===== Material
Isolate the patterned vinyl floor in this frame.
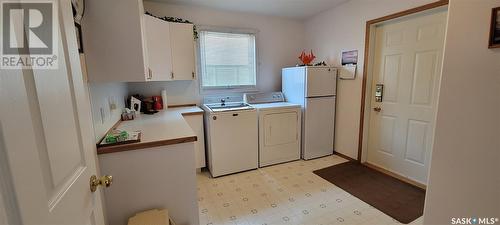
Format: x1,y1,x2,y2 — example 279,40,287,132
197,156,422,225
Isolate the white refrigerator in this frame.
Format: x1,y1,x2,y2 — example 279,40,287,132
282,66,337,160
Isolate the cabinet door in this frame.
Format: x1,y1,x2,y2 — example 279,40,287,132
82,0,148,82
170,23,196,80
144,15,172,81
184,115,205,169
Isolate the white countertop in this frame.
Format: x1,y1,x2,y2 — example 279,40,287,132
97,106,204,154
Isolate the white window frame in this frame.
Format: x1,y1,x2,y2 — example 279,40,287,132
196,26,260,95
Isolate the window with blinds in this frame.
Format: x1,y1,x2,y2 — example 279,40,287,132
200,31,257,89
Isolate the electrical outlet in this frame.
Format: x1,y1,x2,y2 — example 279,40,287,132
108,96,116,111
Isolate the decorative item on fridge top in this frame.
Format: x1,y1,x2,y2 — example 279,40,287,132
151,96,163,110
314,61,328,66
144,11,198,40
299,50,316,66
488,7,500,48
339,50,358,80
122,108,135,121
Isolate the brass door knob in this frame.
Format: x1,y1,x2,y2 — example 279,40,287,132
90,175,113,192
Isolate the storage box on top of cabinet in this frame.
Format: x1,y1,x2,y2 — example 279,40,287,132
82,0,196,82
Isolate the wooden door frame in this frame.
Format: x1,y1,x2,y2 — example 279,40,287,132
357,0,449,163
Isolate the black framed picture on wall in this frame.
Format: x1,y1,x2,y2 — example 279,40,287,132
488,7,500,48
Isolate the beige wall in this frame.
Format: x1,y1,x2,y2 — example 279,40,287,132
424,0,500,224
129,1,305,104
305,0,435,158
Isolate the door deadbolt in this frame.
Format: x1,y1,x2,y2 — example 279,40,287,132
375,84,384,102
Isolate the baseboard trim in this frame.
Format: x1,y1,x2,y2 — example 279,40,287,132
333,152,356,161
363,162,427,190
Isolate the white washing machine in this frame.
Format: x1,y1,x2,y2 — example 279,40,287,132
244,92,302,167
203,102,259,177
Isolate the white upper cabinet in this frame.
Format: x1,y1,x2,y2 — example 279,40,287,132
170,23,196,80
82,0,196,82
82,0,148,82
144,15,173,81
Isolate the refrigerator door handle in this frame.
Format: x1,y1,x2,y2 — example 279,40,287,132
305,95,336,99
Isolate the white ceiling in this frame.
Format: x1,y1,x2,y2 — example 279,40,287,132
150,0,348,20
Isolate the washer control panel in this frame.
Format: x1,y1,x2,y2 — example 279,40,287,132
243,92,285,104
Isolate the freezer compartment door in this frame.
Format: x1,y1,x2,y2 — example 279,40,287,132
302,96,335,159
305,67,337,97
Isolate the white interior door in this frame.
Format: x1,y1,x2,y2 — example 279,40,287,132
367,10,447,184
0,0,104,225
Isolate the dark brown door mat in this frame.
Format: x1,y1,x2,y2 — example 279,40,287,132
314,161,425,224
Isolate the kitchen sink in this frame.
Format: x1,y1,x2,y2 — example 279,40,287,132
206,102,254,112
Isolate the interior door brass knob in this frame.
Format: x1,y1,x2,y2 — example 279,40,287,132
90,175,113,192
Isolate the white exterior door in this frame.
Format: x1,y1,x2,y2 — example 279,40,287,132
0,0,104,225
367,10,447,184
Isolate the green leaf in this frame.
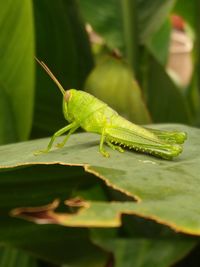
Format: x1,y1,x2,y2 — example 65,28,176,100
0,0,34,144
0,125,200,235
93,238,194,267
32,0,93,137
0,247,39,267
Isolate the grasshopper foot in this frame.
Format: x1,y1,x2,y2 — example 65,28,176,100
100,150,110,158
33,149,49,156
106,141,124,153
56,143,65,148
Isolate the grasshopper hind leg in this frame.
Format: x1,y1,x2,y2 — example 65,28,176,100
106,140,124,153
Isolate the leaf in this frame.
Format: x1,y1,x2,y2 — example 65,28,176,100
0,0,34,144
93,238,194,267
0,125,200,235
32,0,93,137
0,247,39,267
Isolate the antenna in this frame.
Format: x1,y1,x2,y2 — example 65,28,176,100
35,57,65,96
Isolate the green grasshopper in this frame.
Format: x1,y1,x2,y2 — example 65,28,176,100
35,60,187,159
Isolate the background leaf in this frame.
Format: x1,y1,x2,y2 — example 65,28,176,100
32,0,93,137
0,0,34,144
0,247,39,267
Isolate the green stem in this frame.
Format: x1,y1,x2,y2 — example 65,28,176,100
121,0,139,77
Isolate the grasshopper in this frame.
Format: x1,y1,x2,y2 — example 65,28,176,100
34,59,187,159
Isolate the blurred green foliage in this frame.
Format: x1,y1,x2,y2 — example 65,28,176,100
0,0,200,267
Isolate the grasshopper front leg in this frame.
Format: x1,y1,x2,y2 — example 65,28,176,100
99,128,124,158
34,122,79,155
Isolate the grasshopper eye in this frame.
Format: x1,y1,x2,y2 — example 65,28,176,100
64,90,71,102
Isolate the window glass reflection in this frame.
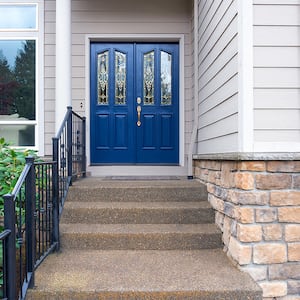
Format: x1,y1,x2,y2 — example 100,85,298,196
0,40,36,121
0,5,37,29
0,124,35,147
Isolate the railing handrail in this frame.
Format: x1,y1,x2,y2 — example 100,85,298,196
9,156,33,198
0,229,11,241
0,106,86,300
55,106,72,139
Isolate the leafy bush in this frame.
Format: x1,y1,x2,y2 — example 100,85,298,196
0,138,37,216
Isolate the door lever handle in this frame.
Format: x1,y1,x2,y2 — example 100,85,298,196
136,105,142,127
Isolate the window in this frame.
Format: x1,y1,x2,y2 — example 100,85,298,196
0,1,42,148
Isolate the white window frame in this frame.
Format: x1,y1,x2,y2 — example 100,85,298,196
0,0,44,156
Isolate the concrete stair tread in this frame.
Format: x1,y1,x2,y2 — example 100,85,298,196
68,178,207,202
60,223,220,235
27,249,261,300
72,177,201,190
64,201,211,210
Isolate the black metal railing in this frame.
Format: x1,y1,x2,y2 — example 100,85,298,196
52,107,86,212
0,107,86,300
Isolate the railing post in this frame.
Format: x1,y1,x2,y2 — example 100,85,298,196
==========
◆ **Instruction**: Rewrite the rows above as a Markdown table with the columns "Number" and "Text," one numbered row per line, skipping blank lines. Leave the pictures out.

◆ **Reply**:
| Number | Text |
|---|---|
| 1 | Isolate the patterned vinyl floor in this frame. |
| 2 | Format: x1,y1,x2,y2 — example 279,40,287,132 |
| 3 | 197,156,422,225 |
| 4 | Isolate the white refrigerator in this frame. |
| 5 | Format: x1,y1,x2,y2 — example 279,40,287,132 |
| 6 | 282,66,337,160 |
| 7 | Isolate the cabinet door in this frame. |
| 8 | Format: x1,y1,x2,y2 — example 279,40,287,132 |
| 9 | 82,0,148,82 |
| 10 | 170,23,196,80 |
| 11 | 144,15,172,81 |
| 12 | 184,115,205,169 |
| 13 | Isolate the white countertop in this frame. |
| 14 | Format: x1,y1,x2,y2 — example 279,40,287,132 |
| 15 | 97,106,204,154 |
| 16 | Isolate the white window frame in this frame. |
| 17 | Format: x1,y1,x2,y2 — example 279,40,287,132 |
| 18 | 196,26,260,95 |
| 19 | Isolate the window with blinds in this frame. |
| 20 | Format: x1,y1,x2,y2 — example 279,40,287,132 |
| 21 | 200,31,257,89 |
| 22 | Isolate the electrical outlet in this frame. |
| 23 | Format: x1,y1,x2,y2 — example 279,40,287,132 |
| 24 | 108,96,116,111 |
| 25 | Isolate the decorative item on fridge top in this frame. |
| 26 | Format: x1,y1,x2,y2 — example 279,40,287,132 |
| 27 | 151,96,163,110 |
| 28 | 314,61,328,66 |
| 29 | 144,11,198,40 |
| 30 | 299,50,316,66 |
| 31 | 488,7,500,48 |
| 32 | 339,50,358,80 |
| 33 | 122,108,135,121 |
| 34 | Isolate the brass door knob in this frame. |
| 35 | Format: x1,y1,x2,y2 — example 279,40,287,132 |
| 36 | 90,175,113,192 |
| 37 | Isolate the storage box on top of cabinet in this frame. |
| 38 | Format: x1,y1,x2,y2 — example 279,40,287,132 |
| 39 | 82,0,196,82 |
| 40 | Isolate the wooden door frame in this frame. |
| 41 | Format: x1,y1,x2,y2 — example 279,40,287,132 |
| 42 | 357,0,449,163 |
| 43 | Isolate the black framed picture on wall in this frame. |
| 44 | Format: x1,y1,x2,y2 — example 279,40,287,132 |
| 45 | 488,7,500,48 |
| 46 | Isolate the beige wall in this frame. |
| 47 | Format: x1,y1,x2,y2 — example 279,40,287,132 |
| 48 | 424,0,500,224 |
| 49 | 129,1,305,104 |
| 50 | 305,0,435,158 |
| 51 | Isolate the door deadbolt in this frame. |
| 52 | Format: x1,y1,x2,y2 — example 279,40,287,132 |
| 53 | 375,84,384,102 |
| 54 | Isolate the baseboard trim in this frame. |
| 55 | Format: x1,y1,x2,y2 — example 279,40,287,132 |
| 56 | 333,152,356,161 |
| 57 | 363,162,427,190 |
| 58 | Isolate the white washing machine in this frame. |
| 59 | Format: x1,y1,x2,y2 — example 279,40,287,132 |
| 60 | 244,92,302,167 |
| 61 | 203,102,259,177 |
| 62 | Isolate the white upper cabinet in this frame. |
| 63 | Format: x1,y1,x2,y2 — example 279,40,287,132 |
| 64 | 170,23,196,80 |
| 65 | 82,0,196,82 |
| 66 | 82,0,148,82 |
| 67 | 144,15,173,81 |
| 68 | Isolate the refrigerator door handle in this frame. |
| 69 | Format: x1,y1,x2,y2 — example 279,40,287,132 |
| 70 | 305,95,336,99 |
| 71 | Isolate the white ceiling in this frame. |
| 72 | Format: x1,y1,x2,y2 — example 279,40,287,132 |
| 73 | 150,0,348,20 |
| 74 | Isolate the washer control panel in this frame. |
| 75 | Format: x1,y1,x2,y2 — example 279,40,287,132 |
| 76 | 243,92,285,104 |
| 77 | Isolate the freezer compartment door in this frame. |
| 78 | Format: x1,y1,x2,y2 — example 279,40,287,132 |
| 79 | 302,96,335,159 |
| 80 | 305,67,337,97 |
| 81 | Isolate the white interior door in this frame. |
| 82 | Format: x1,y1,x2,y2 — example 279,40,287,132 |
| 83 | 367,10,447,184 |
| 84 | 0,0,104,225 |
| 85 | Isolate the dark brown door mat in this frame. |
| 86 | Format: x1,y1,x2,y2 — example 279,40,287,132 |
| 87 | 314,161,425,224 |
| 88 | Isolate the kitchen sink in this frame. |
| 89 | Format: x1,y1,x2,y2 — example 279,40,287,132 |
| 90 | 206,102,254,112 |
| 91 | Isolate the interior door brass knob in this frame. |
| 92 | Format: x1,y1,x2,y2 — example 279,40,287,132 |
| 93 | 90,175,113,192 |
| 94 | Isolate the white exterior door in this frame. |
| 95 | Format: x1,y1,x2,y2 — example 279,40,287,132 |
| 96 | 0,0,104,225 |
| 97 | 367,10,447,184 |
| 98 | Isolate the green leaf in this frame. |
| 99 | Format: x1,y1,x2,y2 — example 65,28,176,100 |
| 100 | 0,0,34,144 |
| 101 | 0,125,200,235 |
| 102 | 93,238,194,267 |
| 103 | 32,0,93,137 |
| 104 | 0,247,39,267 |
| 105 | Isolate the grasshopper foot in this frame. |
| 106 | Format: x1,y1,x2,y2 — example 65,28,176,100 |
| 107 | 100,150,110,158 |
| 108 | 33,149,49,156 |
| 109 | 106,141,124,153 |
| 110 | 56,143,65,148 |
| 111 | Isolate the grasshopper hind leg in this frame. |
| 112 | Format: x1,y1,x2,y2 — example 65,28,176,100 |
| 113 | 106,140,124,153 |
| 114 | Isolate the leaf in this frame. |
| 115 | Format: x1,y1,x2,y2 — example 65,28,176,100 |
| 116 | 0,0,34,144 |
| 117 | 93,238,194,267 |
| 118 | 0,125,200,235 |
| 119 | 32,0,93,137 |
| 120 | 0,247,39,267 |
| 121 | Isolate the antenna in this frame. |
| 122 | Format: x1,y1,x2,y2 — example 65,28,176,100 |
| 123 | 35,57,65,96 |
| 124 | Isolate the green grasshopper in this frame. |
| 125 | Format: x1,y1,x2,y2 — example 65,28,176,100 |
| 126 | 35,60,187,159 |
| 127 | Isolate the background leaf in this frame. |
| 128 | Format: x1,y1,x2,y2 — example 65,28,176,100 |
| 129 | 32,0,93,137 |
| 130 | 0,0,34,144 |
| 131 | 0,247,39,267 |
| 132 | Isolate the green stem in this frame. |
| 133 | Format: x1,y1,x2,y2 — example 65,28,176,100 |
| 134 | 121,0,139,77 |
| 135 | Isolate the grasshopper in this frame. |
| 136 | Format: x1,y1,x2,y2 — example 65,28,176,100 |
| 137 | 34,59,187,159 |
| 138 | Isolate the blurred green foliage in this frame. |
| 139 | Format: x1,y1,x2,y2 — example 65,28,176,100 |
| 140 | 0,0,200,267 |
| 141 | Isolate the grasshopper front leg in this frame. |
| 142 | Format: x1,y1,x2,y2 — example 65,28,176,100 |
| 143 | 99,128,124,158 |
| 144 | 34,122,79,155 |
| 145 | Isolate the grasshopper eye in this frame. |
| 146 | Format: x1,y1,x2,y2 — example 65,28,176,100 |
| 147 | 64,90,71,102 |
| 148 | Isolate the window glass reflection in this frame. |
| 149 | Format: x1,y1,x2,y2 — example 100,85,298,196 |
| 150 | 0,40,36,121 |
| 151 | 0,5,37,29 |
| 152 | 0,124,35,147 |
| 153 | Isolate the railing handrail in this frame. |
| 154 | Format: x1,y1,x2,y2 — example 100,85,298,196 |
| 155 | 9,156,33,198 |
| 156 | 0,229,11,241 |
| 157 | 0,106,86,300 |
| 158 | 55,106,72,139 |
| 159 | Isolate the leafy bush in this frame. |
| 160 | Format: x1,y1,x2,y2 — example 100,85,298,196 |
| 161 | 0,138,37,216 |
| 162 | Isolate the door lever handle in this frame. |
| 163 | Format: x1,y1,x2,y2 — example 100,85,298,196 |
| 164 | 136,105,142,127 |
| 165 | Isolate the window in this frame. |
| 166 | Format: x1,y1,x2,y2 — example 100,85,298,196 |
| 167 | 0,1,42,148 |
| 168 | Isolate the white window frame in this frame. |
| 169 | Format: x1,y1,x2,y2 — example 100,85,298,196 |
| 170 | 0,0,44,156 |
| 171 | Isolate the concrete stair tread in this frame. |
| 172 | Format: x1,y1,x2,y2 — example 100,85,298,196 |
| 173 | 68,178,207,202 |
| 174 | 60,223,220,235 |
| 175 | 27,249,261,300 |
| 176 | 72,177,201,190 |
| 177 | 64,201,211,210 |
| 178 | Isolate the black metal railing in this frame. |
| 179 | Format: x1,y1,x2,y2 — example 100,85,298,196 |
| 180 | 52,107,86,212 |
| 181 | 0,107,86,300 |
| 182 | Isolate the railing post in this frame. |
| 183 | Format: x1,y1,x2,y2 — example 100,85,298,196 |